# START OF ARTICLE
I have a csv file (crop_calendar.csv
) containing information on development stages of crop in a particular region. Basically each row has the following structure:
crop_name sowing_dat emergence_date flowering_date maturity_date harvest_date
which gives for example:
Winter_wheat 18.08 28.08 24.06 30.07 3.08
Winter_rye 18.08 28.08 15.06 23.07 29.07
Spring_wheat 27.04 10.05 1.07 4.08 7.08
Spring_barley 27.04 12.05 27.06 1.08 5.08
Now, I'd like to put that information in a graphic that looks like that:
Any idea how to do it with lots of crop (rows) and at different locations?
Here is an example assuming you have the day.of.year() of sowing and the duration (in days) of the three periods for each crop and each country.
#making random numbers reproducible
set.seed(12345)
rawdata <- expand.grid(
Crop = paste("Crop", LETTERS[1:8]),
Country = paste("Country", letters[10:13])
)
#day.of.year of sowing
rawdata$Sowing <- runif(nrow(rawdata), min = 0, max = 365)
#number of days until mid season
rawdata$Midseason <- runif(nrow(rawdata), min = 10, max = 30)
#number of days until harvest
rawdata$Harvest <- runif(nrow(rawdata), min = 20, max = 150)
#number of days until end of harvest
rawdata$Harvest.end <- runif(nrow(rawdata), min = 10, max = 40)
dataset <- data.frame(Crop = character(0), Country = character(0), Period = character(0), Duration = numeric(0))
#sowing around new year
last.day <- rowSums(rawdata[, c("Sowing", "Midseason")])
if(any(last.day >= 365)){
dataset <- rbind(
dataset,
cbind(
rawdata[last.day >= 365, c("Crop", "Country")],
Period = "Sowing",
Duration = last.day[last.day >= 365] - 365
)
)
dataset <- rbind(
dataset,
cbind(
rawdata[last.day >= 365, c("Crop", "Country")],
Period = "Mid-season",
Duration = rawdata$Harvest[last.day >= 365]
)
)
dataset <- rbind(
dataset,
cbind(
rawdata[last.day >= 365, c("Crop", "Country")],
Period = "Harvest",
Duration = rawdata$Harvest.end[last.day >= 365]
)
)
dataset <- rbind(
dataset,
cbind(
rawdata[last.day >= 365, c("Crop", "Country")],
Period = NA,
Duration = 365 - rowSums(rawdata[last.day >= 365, c("Midseason", "Harvest", "Harvest.end")])
# END OF ARTICLE
# START OF LISTED RECORDS
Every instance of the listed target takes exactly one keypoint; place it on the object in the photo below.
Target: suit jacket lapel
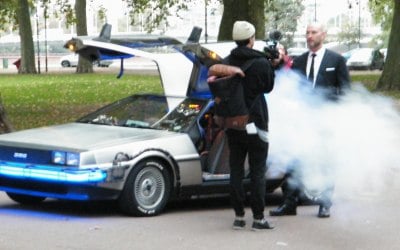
(322, 67)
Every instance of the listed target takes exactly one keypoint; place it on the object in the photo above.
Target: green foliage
(382, 12)
(155, 11)
(283, 15)
(40, 100)
(349, 34)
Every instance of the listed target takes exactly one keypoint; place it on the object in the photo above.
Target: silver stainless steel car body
(143, 151)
# END OF LISTED RECORDS
OBJECTIVE 1
Retype the part of the crop calendar thread starting with "I have a csv" and going on through "at different locations?".
OBJECTIVE 2
Echo all three labeling entries, covering the suit jacket lapel, the green foliage and the silver car body, line for line with every point. Leave the pictures out of your answer.

FINAL ANSWER 1
I have a csv file (crop_calendar.csv
) containing information on development stages of crop in a particular region. Basically each row has the following structure:
crop_name sowing_dat emergence_date flowering_date maturity_date harvest_date
which gives for example:
Winter_wheat 18.08 28.08 24.06 30.07 3.08
Winter_rye 18.08 28.08 15.06 23.07 29.07
Spring_wheat 27.04 10.05 1.07 4.08 7.08
Spring_barley 27.04 12.05 27.06 1.08 5.08
Now, I'd like to put that information in a graphic that looks like that:
Any idea how to do it with lots of crop (rows) and at different locations?

FINAL ANSWER 2
Every instance of the listed target takes exactly one keypoint; place it on the object in the photo below.
Target: suit jacket lapel
(322, 67)
Every instance of the listed target takes exactly one keypoint; place it on the object in the photo above.
Target: green foliage
(382, 12)
(155, 11)
(283, 15)
(40, 100)
(349, 34)
Every instance of the listed target takes exactly one keypoint; place it on the object in the photo above.
Target: silver stainless steel car body
(143, 151)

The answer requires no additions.